──────── Teks yang ditampilkan

Kericuhan ini mengakibatkan korban berjatuhan dari mahasiswa dan aparat. Salah seorang aparat terkena lemparan batu yang mengakibakan luka di bagian kepala, namun dari mahsiswa juga ada yang terluka di bagian kepala, memar di bahu dan lengan, serta memar di bagian rusuk karena terkena pukulan dari aparat yang mengakibatkan setidaknya sembilan orang menjadi korban. Selain itu beberapa mahasiswa ada yang jatuh pingsan dan sesak nafas.
Pihak kantor gubernur dan kepolisian berdialog dengan Humas aksi dan bersepakat menunggu 30 menit dari pukul 14:00. Ternyata sampai pukul 15;00 gubernur tetap tidak mau untuk menemui massa. Korlap meminta kepada ketua masing-masing organisasi untuk melakukan konsolidasi dengan humas aksi terkait kelanjutan aksi. Konsolidasi menghasilkan kesepakatan massa harus masuk ke kantor gubernur, kemudian terjadi lagi dorong-dorongan antara massa dan aparat kepolisian. Tidak adanya kejelasan dari gubernur akhirnya disepakati untuk menghentikan aksi dan melakukan konferensi pers.
Beberapa jurnalis sempat menolak untuk meliput konfresni pers karena insiden pelemparan batu yang mengenai salah satu wartawan. Setelah humas dan korlap meminta maaf atas insiden yang terjadi akhrinya konfrensi pers diliput. Seluruh organisasi hadir dalam konfrensi pers melalui perwakilannya.

────────────────
──────── Daftar catatan

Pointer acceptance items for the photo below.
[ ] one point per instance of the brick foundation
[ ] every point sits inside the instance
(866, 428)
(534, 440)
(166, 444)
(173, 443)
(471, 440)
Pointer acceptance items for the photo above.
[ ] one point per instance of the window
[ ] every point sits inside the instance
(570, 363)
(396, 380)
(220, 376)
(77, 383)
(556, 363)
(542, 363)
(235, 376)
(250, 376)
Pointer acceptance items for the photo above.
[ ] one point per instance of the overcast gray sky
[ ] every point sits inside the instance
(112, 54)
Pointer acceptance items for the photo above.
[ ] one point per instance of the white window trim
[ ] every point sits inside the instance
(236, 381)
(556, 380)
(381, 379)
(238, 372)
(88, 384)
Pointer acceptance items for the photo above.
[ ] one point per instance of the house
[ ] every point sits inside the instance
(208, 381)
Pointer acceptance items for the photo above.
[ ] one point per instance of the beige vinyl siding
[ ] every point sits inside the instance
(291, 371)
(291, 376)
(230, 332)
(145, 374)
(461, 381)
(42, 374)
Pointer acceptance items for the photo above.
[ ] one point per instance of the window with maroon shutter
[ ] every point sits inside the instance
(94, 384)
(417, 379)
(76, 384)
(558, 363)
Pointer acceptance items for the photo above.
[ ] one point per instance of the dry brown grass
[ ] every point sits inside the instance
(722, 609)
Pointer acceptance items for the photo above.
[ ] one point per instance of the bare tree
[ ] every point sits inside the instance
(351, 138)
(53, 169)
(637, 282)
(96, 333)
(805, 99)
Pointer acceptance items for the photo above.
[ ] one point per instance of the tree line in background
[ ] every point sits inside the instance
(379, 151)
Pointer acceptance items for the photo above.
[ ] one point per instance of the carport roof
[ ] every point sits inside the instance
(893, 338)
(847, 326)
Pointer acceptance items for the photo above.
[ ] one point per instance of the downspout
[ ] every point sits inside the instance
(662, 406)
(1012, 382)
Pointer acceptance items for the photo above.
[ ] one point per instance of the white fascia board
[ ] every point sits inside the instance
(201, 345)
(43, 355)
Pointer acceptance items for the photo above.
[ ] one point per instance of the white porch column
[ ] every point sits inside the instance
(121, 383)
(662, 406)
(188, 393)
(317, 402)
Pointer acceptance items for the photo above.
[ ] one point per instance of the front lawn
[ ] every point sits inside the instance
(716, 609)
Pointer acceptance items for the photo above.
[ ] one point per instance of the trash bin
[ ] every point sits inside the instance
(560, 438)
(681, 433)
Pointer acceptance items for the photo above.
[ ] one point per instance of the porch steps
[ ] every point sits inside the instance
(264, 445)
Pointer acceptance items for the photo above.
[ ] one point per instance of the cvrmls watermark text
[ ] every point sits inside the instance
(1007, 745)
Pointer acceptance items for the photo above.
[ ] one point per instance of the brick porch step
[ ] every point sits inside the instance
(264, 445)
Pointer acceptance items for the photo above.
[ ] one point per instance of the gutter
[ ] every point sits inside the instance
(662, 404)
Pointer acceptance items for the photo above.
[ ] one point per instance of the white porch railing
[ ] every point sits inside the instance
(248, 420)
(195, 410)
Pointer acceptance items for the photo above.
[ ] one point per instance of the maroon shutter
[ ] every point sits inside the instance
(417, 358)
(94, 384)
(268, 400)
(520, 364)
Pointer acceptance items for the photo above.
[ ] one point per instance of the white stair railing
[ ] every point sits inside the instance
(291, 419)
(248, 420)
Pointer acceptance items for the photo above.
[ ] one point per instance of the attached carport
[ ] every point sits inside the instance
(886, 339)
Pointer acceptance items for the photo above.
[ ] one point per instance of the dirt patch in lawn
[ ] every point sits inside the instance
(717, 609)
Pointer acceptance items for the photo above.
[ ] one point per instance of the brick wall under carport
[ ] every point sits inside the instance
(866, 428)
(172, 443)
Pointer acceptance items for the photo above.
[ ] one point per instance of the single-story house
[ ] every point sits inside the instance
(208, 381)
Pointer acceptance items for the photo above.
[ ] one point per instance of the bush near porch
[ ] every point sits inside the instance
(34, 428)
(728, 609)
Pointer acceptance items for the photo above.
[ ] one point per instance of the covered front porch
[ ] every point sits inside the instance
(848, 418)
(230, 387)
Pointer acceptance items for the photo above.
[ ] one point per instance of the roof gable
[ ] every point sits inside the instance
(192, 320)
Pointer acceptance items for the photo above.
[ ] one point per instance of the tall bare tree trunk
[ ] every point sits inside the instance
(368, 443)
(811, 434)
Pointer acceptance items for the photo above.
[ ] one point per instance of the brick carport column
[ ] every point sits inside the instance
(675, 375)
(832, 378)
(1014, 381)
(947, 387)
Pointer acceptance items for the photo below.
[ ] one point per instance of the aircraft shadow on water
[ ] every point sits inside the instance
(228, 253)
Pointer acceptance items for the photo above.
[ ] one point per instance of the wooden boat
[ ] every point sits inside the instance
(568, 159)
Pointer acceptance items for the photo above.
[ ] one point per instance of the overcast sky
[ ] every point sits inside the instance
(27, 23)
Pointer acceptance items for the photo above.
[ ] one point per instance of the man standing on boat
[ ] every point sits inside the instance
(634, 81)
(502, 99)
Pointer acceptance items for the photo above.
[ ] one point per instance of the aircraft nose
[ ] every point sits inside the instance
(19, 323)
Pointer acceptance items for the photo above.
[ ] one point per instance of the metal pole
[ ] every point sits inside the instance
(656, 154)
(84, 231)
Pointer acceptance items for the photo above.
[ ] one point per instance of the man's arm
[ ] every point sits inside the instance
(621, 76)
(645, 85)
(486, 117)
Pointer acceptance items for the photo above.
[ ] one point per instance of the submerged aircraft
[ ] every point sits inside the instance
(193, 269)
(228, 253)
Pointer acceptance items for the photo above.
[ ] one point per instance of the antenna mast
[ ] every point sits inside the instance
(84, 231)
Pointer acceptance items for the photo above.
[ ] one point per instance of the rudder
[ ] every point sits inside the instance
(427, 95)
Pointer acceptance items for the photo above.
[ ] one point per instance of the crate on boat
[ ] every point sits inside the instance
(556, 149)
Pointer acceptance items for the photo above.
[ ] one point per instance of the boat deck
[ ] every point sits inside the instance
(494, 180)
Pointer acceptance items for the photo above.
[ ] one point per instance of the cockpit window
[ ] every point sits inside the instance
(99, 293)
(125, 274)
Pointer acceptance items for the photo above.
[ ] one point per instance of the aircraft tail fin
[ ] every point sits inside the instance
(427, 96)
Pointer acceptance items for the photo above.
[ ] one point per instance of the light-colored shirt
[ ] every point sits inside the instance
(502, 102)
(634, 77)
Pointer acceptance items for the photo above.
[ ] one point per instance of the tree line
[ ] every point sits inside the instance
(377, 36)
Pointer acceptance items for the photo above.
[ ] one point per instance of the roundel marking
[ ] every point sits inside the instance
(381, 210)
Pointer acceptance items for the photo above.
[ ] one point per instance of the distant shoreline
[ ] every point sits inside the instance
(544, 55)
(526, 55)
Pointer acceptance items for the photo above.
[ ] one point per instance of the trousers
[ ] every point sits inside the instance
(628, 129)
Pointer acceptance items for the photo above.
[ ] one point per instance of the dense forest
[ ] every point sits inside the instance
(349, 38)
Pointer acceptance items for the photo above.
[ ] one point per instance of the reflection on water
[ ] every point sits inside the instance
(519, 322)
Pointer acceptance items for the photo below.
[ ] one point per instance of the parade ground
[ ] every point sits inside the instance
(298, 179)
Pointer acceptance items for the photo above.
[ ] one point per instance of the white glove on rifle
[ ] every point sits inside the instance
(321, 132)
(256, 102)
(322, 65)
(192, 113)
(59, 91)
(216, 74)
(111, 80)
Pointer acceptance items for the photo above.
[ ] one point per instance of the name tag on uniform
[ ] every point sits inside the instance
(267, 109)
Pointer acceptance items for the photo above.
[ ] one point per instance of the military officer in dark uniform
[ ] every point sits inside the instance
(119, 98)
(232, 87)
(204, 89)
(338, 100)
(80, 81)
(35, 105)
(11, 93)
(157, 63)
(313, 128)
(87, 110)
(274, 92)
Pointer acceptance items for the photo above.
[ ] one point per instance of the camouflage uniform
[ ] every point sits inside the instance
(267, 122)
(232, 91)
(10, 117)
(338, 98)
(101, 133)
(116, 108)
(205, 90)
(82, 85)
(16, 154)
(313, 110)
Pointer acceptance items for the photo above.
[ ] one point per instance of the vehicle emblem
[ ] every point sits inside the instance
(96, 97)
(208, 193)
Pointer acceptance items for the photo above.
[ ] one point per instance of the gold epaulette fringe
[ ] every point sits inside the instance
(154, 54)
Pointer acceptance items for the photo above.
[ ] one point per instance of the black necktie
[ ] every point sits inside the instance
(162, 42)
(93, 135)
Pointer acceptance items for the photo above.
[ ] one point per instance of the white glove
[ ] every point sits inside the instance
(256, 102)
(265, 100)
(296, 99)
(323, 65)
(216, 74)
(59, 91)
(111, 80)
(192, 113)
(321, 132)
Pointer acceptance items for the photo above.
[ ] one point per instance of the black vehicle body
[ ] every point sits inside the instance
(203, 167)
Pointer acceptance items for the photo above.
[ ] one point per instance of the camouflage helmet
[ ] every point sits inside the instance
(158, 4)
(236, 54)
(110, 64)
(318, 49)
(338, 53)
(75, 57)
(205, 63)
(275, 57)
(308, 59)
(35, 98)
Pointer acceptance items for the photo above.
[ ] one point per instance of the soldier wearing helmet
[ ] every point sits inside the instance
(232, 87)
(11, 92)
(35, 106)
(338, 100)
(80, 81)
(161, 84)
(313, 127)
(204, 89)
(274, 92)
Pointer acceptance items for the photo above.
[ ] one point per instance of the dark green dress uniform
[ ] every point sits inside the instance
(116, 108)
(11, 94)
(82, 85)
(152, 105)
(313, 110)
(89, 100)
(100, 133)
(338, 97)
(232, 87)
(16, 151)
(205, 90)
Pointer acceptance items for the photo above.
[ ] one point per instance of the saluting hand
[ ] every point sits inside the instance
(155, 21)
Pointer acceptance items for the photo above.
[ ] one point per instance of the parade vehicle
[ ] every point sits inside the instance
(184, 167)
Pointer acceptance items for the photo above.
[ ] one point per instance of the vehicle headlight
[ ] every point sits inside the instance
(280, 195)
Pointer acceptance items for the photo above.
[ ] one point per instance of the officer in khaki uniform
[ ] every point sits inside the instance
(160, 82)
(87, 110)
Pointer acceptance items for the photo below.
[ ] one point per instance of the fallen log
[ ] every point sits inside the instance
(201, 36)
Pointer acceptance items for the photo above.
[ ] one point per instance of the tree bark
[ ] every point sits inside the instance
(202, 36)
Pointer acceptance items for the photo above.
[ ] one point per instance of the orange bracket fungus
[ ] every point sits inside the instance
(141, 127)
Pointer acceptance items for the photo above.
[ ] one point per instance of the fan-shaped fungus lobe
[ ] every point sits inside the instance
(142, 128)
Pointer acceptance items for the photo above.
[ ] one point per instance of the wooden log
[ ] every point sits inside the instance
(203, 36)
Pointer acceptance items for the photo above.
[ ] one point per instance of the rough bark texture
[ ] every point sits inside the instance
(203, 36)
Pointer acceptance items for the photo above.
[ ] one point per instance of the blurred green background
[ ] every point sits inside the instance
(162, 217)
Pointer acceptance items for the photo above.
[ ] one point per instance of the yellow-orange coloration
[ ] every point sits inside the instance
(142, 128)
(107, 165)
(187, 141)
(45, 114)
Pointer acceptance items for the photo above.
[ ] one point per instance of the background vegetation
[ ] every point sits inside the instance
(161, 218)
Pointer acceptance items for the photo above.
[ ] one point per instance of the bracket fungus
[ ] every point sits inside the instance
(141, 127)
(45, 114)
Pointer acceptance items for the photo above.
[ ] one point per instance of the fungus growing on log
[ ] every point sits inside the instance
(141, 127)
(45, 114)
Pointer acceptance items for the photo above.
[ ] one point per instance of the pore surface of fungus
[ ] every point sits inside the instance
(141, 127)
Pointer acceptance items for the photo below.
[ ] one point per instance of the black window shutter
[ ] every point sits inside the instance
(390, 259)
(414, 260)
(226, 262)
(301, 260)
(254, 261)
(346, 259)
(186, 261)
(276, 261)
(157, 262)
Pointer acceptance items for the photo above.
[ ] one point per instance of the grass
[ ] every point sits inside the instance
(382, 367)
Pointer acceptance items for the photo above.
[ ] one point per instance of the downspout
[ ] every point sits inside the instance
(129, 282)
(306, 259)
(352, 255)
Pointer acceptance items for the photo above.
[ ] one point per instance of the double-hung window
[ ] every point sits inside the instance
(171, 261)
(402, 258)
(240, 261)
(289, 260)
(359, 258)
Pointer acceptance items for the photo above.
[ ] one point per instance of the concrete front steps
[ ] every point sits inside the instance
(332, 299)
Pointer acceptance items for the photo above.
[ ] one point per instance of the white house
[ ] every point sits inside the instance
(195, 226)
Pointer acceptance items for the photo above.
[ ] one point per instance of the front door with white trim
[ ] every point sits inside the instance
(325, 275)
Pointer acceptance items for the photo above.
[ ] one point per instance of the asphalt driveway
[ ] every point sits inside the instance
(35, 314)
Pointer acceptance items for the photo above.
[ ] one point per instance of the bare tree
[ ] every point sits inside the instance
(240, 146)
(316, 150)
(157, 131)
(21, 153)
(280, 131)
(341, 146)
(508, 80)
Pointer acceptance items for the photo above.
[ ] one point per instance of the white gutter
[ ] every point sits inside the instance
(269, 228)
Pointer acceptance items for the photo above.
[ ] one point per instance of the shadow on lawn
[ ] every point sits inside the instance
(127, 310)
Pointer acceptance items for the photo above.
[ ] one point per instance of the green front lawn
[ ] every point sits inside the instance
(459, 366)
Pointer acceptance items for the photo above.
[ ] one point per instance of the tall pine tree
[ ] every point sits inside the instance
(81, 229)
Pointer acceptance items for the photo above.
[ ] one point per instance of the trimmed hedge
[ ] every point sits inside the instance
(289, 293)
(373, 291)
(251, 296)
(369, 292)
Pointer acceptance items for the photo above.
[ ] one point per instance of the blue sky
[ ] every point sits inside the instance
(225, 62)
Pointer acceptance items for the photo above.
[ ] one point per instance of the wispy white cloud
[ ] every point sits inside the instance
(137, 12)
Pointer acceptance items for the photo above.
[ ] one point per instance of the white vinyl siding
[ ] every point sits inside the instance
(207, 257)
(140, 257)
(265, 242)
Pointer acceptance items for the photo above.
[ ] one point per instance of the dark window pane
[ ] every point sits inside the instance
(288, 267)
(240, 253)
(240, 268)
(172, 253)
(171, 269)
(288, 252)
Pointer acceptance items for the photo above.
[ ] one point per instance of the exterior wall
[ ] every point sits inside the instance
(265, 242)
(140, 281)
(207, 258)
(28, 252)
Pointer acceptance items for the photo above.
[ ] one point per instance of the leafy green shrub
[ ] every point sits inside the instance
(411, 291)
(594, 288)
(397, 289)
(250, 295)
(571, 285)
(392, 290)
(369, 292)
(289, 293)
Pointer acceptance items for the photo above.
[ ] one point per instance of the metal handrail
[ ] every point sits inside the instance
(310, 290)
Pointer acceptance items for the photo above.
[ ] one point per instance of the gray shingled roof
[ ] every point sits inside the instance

────────────────

Instruksi tugas -
Ubah bagian teks tentang aksi mahasiswa, mulai dari "Beberapa jurnalis sempat" dan berlanjut sampai "pers melalui perwakilannya.", dengan mengganti "wartawan" menjadi "pewarta". Kerjakan hanya berdasarkan teks, bukan catatan.

Jawaban tertulis -
Beberapa jurnalis sempat menolak untuk meliput konfresni pers karena insiden pelemparan batu yang mengenai salah satu pewarta. Setelah humas dan korlap meminta maaf atas insiden yang terjadi akhrinya konfrensi pers diliput. Seluruh organisasi hadir dalam konfrensi pers melalui perwakilannya.